[Collected data entries]
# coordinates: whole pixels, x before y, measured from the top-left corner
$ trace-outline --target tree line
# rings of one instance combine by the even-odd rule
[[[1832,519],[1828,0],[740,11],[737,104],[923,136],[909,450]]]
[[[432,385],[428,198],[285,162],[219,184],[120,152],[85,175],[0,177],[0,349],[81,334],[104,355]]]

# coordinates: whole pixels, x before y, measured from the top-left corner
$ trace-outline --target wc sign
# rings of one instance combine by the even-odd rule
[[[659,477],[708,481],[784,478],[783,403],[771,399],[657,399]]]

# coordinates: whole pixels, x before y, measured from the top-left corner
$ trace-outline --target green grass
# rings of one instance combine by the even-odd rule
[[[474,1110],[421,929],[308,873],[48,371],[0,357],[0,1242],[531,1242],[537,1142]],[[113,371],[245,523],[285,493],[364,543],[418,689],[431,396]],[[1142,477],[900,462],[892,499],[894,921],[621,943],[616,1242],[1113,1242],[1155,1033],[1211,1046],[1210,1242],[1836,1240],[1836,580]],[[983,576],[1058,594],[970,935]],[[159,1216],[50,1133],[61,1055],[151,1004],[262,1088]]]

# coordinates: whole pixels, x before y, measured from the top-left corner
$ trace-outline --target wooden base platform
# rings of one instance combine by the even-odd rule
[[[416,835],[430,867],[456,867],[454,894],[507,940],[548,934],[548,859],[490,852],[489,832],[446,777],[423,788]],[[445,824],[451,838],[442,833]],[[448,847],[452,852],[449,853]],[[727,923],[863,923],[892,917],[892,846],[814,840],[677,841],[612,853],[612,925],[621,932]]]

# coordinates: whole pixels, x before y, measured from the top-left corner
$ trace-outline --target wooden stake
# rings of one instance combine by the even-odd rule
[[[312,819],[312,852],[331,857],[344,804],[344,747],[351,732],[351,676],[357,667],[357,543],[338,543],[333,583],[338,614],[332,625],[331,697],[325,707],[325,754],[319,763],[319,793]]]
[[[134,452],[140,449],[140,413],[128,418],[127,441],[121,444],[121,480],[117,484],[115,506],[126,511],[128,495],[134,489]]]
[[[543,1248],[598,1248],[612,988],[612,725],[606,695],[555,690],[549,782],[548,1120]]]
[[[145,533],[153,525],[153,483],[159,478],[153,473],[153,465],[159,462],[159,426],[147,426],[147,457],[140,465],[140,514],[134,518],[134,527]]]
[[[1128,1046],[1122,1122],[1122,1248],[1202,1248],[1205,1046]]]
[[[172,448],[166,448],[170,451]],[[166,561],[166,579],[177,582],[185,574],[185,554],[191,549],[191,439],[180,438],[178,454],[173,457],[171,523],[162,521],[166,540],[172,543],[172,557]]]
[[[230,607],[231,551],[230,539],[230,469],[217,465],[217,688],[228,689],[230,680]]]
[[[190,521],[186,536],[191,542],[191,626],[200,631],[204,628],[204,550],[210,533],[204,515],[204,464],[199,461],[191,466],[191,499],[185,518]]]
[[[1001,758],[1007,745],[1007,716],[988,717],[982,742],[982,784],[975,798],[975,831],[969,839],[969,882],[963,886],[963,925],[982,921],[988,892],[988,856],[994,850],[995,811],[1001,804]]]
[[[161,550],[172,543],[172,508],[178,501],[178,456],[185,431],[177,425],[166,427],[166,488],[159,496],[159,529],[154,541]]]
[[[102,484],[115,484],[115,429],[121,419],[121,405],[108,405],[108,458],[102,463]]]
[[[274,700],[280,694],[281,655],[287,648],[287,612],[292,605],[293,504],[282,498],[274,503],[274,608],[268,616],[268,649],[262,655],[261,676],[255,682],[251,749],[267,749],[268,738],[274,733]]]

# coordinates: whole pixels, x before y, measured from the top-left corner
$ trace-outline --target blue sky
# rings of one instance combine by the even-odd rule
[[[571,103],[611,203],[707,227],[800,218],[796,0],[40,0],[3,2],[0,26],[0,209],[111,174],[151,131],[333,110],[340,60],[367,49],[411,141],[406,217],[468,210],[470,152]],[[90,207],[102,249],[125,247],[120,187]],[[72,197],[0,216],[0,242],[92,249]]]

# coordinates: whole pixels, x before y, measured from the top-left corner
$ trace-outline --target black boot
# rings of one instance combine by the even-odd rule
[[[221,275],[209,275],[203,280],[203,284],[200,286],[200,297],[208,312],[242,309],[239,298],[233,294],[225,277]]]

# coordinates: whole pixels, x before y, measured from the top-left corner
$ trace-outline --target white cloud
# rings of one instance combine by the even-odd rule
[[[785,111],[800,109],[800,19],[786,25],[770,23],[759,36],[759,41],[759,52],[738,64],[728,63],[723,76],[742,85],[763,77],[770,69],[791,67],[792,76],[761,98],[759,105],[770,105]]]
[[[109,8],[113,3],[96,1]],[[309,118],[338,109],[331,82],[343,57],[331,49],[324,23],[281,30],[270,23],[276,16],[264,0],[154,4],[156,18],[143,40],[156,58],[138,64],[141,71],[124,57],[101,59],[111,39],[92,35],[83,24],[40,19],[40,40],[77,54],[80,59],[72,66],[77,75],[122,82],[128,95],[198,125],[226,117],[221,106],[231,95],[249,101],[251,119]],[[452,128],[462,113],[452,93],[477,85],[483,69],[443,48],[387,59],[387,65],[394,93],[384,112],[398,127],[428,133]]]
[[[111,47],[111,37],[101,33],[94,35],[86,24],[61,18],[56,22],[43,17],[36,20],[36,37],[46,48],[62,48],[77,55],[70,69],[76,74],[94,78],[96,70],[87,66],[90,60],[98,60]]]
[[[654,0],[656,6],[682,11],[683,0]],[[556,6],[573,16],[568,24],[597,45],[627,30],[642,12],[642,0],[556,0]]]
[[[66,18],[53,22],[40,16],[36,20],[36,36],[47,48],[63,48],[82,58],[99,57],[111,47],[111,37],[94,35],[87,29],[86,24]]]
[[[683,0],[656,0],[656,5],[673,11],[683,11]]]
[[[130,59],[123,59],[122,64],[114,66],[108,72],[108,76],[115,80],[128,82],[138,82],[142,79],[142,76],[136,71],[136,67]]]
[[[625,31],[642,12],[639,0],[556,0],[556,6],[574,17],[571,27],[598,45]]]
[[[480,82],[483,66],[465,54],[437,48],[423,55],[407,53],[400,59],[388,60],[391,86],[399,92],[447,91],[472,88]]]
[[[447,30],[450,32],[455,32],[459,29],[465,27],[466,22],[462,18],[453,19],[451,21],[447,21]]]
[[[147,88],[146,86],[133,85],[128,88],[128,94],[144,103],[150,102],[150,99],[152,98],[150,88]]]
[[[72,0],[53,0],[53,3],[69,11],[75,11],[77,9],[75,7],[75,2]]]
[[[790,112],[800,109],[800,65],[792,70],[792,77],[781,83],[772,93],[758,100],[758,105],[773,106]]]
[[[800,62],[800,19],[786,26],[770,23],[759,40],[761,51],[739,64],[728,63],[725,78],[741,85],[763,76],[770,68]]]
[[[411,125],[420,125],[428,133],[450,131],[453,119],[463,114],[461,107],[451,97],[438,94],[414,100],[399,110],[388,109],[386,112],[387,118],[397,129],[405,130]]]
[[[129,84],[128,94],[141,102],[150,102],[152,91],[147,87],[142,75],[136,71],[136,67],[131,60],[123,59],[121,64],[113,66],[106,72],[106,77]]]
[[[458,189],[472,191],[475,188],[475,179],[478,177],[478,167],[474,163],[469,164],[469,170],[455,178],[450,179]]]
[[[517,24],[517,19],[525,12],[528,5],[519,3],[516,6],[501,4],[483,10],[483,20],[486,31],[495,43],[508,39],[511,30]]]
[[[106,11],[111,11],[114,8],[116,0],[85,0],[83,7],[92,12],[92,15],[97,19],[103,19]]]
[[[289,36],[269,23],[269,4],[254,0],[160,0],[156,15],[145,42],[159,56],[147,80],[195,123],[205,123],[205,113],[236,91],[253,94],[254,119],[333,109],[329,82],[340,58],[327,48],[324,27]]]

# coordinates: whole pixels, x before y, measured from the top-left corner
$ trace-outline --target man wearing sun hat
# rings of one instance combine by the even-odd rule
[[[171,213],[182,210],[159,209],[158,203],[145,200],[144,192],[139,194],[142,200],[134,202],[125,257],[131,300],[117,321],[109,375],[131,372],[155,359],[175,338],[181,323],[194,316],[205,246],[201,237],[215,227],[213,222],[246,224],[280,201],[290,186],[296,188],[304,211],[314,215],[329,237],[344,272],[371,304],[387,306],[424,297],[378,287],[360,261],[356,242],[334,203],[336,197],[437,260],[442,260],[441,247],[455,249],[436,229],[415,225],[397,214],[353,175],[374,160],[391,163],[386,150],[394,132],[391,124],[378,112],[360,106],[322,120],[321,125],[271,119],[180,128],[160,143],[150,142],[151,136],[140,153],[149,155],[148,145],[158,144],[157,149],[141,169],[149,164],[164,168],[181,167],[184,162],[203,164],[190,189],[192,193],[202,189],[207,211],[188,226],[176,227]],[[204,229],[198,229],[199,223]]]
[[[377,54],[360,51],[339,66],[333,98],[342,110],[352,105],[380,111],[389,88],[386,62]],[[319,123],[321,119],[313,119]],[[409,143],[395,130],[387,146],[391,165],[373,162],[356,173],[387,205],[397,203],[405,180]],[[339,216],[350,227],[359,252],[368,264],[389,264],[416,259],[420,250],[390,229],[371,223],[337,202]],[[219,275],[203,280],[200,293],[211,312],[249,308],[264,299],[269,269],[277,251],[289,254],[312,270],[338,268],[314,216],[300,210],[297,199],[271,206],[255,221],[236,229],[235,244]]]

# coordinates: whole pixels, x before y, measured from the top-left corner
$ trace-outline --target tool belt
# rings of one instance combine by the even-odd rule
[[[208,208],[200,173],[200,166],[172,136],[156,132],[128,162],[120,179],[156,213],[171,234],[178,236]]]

### EXERCISE DETAILS
Please find the lines in the data that contain the word "target" and copy them.

### SOLUTION TO THIS EXERCISE
$ trace-outline --target tree line
$ trace-outline --target wc sign
$ trace-outline --target green grass
$ trace-outline --target wooden base platform
$ trace-outline --target wooden stake
$ trace-outline --target blue sky
$ trace-outline --target black boot
$ trace-outline --target white cloud
$ trace-outline --target man wearing sun hat
$ trace-outline --target tool belt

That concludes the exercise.